## What needs to be done
Copy out the listing below again, taking everything from the start of the listing down to the line containing "pixel 543 171", with both of those ends included.

Point placement listing

○ ○ ○ ○ ○

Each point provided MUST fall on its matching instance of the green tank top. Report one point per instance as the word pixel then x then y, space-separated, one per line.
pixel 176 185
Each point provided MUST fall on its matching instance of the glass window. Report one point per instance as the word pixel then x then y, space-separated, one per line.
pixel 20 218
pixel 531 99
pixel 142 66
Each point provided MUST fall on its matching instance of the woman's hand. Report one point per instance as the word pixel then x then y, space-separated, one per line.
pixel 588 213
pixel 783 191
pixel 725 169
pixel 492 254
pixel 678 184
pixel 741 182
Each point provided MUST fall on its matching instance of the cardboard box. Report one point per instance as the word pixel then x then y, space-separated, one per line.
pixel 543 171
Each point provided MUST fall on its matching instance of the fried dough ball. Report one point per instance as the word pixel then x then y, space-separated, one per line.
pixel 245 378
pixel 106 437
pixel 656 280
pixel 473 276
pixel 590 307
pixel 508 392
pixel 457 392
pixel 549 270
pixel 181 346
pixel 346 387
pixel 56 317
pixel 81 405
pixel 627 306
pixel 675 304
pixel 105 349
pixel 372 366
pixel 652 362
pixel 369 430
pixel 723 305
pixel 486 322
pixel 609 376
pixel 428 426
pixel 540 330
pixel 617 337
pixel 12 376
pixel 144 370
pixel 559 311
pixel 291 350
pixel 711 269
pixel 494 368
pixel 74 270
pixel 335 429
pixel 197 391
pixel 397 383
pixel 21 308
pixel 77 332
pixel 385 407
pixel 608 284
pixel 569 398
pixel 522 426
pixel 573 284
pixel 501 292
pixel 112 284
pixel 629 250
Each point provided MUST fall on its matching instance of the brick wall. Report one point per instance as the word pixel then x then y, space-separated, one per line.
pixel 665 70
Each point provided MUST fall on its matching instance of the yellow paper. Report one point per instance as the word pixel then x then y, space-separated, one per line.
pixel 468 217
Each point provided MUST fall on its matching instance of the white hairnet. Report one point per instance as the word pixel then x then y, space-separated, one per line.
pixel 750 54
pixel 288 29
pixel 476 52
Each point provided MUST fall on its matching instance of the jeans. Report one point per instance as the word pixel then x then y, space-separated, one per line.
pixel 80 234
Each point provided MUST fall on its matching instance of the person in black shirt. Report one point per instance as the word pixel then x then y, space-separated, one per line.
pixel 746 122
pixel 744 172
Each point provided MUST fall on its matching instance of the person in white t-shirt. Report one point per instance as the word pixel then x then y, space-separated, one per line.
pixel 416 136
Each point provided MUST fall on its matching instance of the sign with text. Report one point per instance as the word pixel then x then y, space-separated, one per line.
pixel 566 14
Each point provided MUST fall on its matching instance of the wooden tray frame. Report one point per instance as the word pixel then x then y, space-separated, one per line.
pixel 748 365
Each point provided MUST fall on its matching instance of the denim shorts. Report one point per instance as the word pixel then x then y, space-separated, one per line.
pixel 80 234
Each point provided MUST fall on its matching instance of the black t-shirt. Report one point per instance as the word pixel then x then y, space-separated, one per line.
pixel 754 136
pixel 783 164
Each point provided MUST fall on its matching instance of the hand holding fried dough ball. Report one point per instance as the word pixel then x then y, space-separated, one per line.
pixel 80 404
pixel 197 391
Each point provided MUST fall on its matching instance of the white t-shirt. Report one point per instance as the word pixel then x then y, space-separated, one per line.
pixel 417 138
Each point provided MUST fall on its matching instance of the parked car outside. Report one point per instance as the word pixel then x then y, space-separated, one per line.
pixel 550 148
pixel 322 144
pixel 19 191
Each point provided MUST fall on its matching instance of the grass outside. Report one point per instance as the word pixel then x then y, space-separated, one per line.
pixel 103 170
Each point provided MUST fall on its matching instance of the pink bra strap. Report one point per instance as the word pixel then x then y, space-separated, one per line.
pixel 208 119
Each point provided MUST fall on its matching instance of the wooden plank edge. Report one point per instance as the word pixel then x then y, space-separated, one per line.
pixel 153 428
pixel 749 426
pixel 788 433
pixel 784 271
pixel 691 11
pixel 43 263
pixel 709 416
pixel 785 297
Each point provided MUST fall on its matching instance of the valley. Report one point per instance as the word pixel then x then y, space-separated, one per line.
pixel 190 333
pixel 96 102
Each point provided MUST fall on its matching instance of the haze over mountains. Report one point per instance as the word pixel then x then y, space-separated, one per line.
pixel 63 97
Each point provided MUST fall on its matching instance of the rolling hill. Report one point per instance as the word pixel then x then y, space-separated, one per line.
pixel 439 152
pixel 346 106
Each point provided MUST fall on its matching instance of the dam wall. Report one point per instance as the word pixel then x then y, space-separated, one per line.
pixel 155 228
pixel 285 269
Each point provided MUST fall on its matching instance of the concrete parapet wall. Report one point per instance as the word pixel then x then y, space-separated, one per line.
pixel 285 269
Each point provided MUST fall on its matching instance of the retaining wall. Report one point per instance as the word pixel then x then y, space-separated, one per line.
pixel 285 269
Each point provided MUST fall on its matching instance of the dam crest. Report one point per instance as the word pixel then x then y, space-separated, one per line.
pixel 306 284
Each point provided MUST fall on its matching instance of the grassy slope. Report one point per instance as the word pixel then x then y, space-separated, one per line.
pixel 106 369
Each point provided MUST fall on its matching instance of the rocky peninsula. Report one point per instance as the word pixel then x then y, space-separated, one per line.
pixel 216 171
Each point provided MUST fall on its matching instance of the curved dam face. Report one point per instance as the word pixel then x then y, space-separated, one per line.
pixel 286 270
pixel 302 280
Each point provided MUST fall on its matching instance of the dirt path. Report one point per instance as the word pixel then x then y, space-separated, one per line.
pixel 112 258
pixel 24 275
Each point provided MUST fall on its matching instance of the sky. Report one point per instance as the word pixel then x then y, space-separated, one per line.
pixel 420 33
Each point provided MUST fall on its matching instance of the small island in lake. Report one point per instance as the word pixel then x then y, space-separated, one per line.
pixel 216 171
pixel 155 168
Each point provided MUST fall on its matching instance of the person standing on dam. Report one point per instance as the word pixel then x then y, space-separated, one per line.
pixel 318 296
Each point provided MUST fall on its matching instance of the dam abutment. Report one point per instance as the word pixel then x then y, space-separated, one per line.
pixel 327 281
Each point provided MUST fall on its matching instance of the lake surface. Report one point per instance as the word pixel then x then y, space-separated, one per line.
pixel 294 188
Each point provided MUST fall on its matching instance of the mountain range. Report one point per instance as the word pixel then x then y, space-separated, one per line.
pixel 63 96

○ ○ ○ ○ ○

## Output for this exercise
Each point provided MUST fall on its matching instance of the green tank top. Report one point per instance as the word pixel then x then y, space-separated, one per line.
pixel 176 185
Each point provided MUST fall on its matching instance of the glass window. Report one point per instance as the word pixel then x then y, space-separated, one per line.
pixel 20 218
pixel 531 99
pixel 142 66
Each point provided MUST fall on its matching instance of the woman's hand. Report one point per instance as the word pixel then x then y, space-separated, one per line.
pixel 588 213
pixel 783 191
pixel 725 169
pixel 492 254
pixel 678 184
pixel 741 182
Each point provided MUST fall on its matching instance of the cardboard box. Report one point per instance as the word pixel then x then y, space-separated, one per line.
pixel 543 171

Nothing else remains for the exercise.